The second big picture reason is that in the state of Texas, there is an effort to try and significantly grow the life science and biotech industry. The idea being that this is an industry that is building towards the future. The biomanufacturing piece of it is the anchor and the foundation for making sure that that industry is successful here in Texas, because we can have all the research happening in Texas that we want. But if they then go to California or Boston to do the manufacturing, frankly we’ve lost them. And so we would lose out on that infrastructure. And other states don’t tax this kind of property. So it is equalizing the tax burden for biomedical manufacturers, which would bring them to Texas, anchor them here in Texas, and then help us build the infrastructure even more. 

That leads to the third point, which relates to if the manufacturing is done here in Texas, more of the researchers will stay here in Texas, and more of the research will be done in Texas. I think this is a particular point for the average Texan. . So, more clinical research happening in Texas means that more Texans get access faster and earlier to clinical innovations that are happening. So that’s the third reason.

**EXCERPTED RECORDS:**
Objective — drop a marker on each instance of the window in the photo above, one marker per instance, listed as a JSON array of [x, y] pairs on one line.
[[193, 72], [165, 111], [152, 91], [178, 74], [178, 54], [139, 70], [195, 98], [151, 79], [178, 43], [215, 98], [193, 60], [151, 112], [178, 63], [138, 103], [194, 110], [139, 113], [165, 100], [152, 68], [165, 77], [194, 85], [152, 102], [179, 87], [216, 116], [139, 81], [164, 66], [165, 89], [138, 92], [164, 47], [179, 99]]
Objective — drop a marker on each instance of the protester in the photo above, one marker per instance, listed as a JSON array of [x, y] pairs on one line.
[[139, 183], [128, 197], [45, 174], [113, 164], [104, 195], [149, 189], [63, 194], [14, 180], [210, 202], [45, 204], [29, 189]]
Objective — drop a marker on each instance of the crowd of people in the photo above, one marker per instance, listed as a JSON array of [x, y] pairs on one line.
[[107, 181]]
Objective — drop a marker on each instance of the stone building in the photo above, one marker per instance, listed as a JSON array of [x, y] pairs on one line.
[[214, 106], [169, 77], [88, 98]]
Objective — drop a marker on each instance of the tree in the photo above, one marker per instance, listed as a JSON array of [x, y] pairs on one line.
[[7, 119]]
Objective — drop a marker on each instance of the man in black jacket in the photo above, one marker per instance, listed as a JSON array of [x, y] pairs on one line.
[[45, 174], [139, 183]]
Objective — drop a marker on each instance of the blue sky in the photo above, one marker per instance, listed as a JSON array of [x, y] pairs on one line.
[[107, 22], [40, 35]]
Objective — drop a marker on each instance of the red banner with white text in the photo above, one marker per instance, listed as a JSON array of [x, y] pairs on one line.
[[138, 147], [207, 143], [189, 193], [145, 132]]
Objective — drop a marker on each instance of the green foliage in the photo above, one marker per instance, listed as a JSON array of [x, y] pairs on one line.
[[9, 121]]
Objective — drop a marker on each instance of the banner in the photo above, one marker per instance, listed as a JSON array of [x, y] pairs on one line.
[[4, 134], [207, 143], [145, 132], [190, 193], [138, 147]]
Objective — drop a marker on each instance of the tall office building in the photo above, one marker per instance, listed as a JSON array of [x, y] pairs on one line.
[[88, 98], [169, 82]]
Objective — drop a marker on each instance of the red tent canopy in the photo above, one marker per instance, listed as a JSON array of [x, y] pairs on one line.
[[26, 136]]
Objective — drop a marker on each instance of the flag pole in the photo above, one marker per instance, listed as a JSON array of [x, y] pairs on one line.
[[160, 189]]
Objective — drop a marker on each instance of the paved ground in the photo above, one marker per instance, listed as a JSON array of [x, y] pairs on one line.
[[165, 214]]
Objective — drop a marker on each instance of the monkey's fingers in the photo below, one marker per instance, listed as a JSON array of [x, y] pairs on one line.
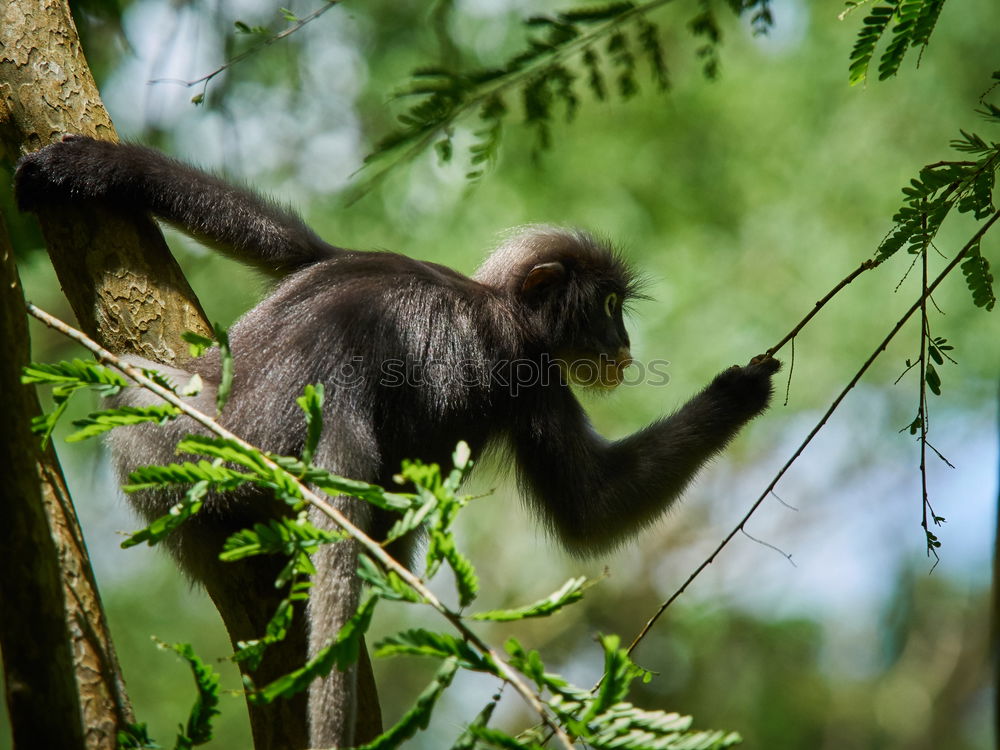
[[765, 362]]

---

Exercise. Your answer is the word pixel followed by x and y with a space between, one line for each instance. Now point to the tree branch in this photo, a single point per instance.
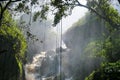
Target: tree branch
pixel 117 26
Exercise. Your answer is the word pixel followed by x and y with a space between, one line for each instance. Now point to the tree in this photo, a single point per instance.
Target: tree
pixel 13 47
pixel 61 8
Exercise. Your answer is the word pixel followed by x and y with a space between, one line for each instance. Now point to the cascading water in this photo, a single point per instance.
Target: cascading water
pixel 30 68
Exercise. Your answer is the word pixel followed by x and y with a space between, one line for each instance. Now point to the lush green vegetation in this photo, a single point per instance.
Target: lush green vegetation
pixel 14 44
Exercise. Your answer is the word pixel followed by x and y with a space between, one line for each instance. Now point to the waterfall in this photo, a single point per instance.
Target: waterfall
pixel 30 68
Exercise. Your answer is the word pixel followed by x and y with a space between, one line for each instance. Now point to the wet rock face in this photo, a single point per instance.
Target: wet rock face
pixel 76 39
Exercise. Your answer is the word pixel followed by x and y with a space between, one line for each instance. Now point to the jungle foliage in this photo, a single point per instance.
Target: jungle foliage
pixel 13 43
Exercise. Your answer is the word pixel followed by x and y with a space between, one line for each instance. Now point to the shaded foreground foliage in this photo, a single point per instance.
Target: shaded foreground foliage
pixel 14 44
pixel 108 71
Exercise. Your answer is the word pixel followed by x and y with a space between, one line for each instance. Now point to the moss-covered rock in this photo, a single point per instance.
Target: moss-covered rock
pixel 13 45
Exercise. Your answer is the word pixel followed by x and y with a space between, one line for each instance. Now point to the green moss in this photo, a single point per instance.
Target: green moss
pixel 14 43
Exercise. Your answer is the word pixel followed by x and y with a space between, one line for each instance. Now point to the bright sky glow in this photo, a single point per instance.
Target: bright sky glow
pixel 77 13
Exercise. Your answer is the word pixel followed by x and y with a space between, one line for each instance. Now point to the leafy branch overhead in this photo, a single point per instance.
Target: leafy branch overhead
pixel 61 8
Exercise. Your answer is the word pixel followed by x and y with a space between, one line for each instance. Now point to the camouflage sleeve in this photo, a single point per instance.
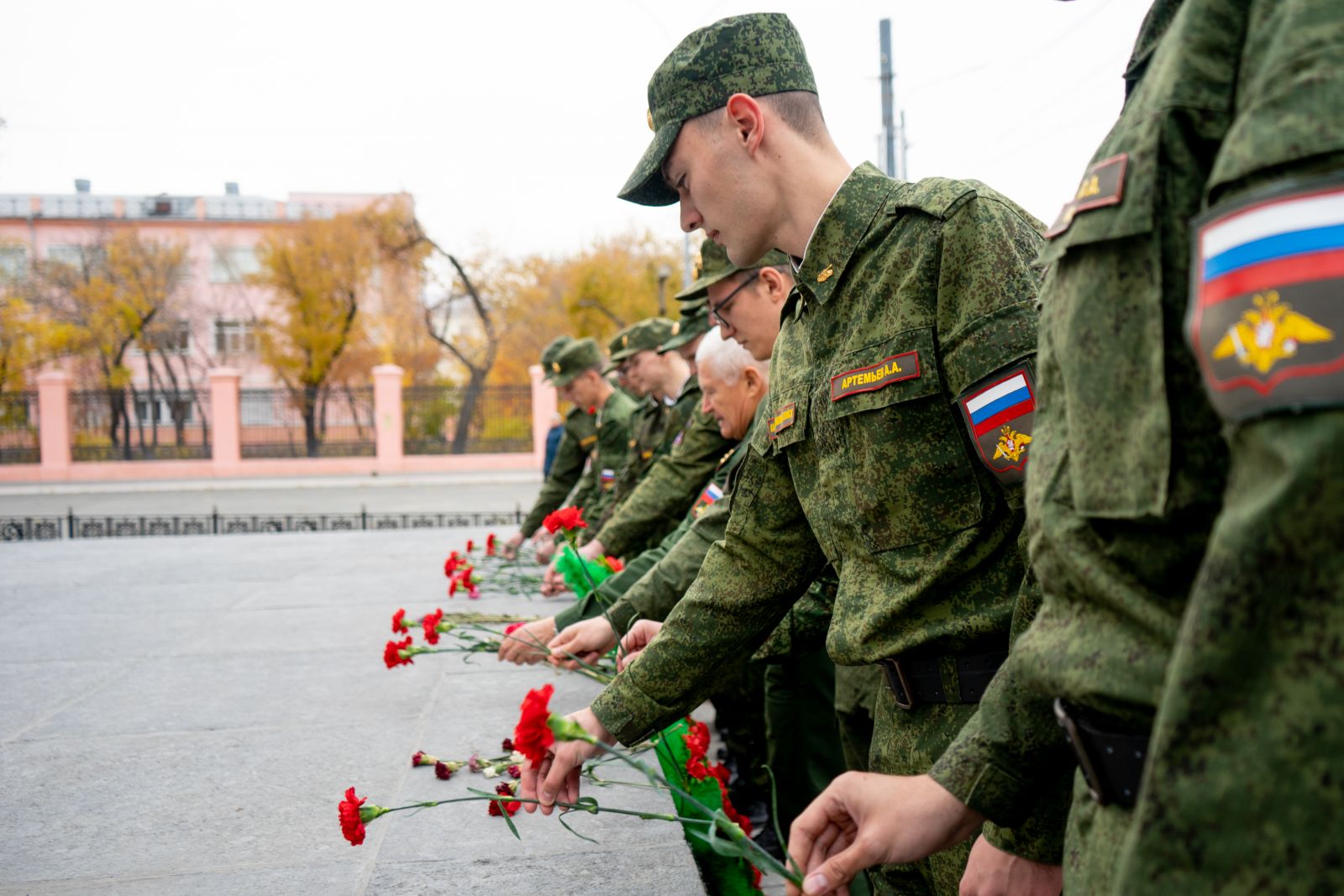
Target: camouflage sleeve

--

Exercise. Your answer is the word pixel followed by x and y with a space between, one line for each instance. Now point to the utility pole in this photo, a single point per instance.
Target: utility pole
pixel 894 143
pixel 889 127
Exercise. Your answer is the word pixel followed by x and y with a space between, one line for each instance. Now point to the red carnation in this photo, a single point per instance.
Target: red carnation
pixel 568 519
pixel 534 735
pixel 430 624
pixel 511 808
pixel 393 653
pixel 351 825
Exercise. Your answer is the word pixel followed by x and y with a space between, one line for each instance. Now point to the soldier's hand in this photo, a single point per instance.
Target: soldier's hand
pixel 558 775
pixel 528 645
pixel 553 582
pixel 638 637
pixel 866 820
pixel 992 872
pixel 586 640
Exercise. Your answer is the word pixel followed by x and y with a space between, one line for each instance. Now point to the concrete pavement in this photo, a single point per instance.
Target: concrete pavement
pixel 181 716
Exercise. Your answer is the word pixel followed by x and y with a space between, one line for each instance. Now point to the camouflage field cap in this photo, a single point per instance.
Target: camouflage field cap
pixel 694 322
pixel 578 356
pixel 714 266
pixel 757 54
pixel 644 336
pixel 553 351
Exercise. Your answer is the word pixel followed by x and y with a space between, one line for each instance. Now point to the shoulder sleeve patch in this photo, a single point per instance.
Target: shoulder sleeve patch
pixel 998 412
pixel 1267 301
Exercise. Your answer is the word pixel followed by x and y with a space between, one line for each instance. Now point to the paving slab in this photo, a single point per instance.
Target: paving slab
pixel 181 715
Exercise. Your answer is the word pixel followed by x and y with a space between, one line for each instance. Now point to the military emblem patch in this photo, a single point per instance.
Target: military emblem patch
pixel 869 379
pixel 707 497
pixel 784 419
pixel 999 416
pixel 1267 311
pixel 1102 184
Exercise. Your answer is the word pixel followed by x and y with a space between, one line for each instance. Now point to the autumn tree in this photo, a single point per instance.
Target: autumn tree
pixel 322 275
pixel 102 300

**QUESTIONS ON THE MATERIAL:**
1. Retype the part of the passage on biomanufacturing in Texas that begins with the words containing "The second big" and ends with "infrastructure even more.".
2. Answer these questions from the passage on biomanufacturing in Texas.
(a) Which two places does it name as where manufacturing might go if it leaves Texas?
(b) What part of the industry does it call the anchor and the foundation?
(c) According to it, what does more clinical research in Texas mean for Texans?

**OUTPUTS FOR THE TASKS:**
1.
The second big picture reason is that in the state of Texas, there is an effort to try and significantly grow the life science and biotech industry. The idea being that this is an industry that is building towards the future. The biomanufacturing piece of it is the anchor and the foundation for making sure that that industry is successful here in Texas, because we can have all the research happening in Texas that we want. But if they then go to California or Boston to do the manufacturing, frankly we’ve lost them. And so we would lose out on that infrastructure. And other states don’t tax this kind of property. So it is equalizing the tax burden for biomedical manufacturers, which would bring them to Texas, anchor them here in Texas, and then help us build the infrastructure even more.

2.
(a) California and Boston.
(b) The biomanufacturing piece.
(c) More Texans get access faster and earlier to clinical innovations.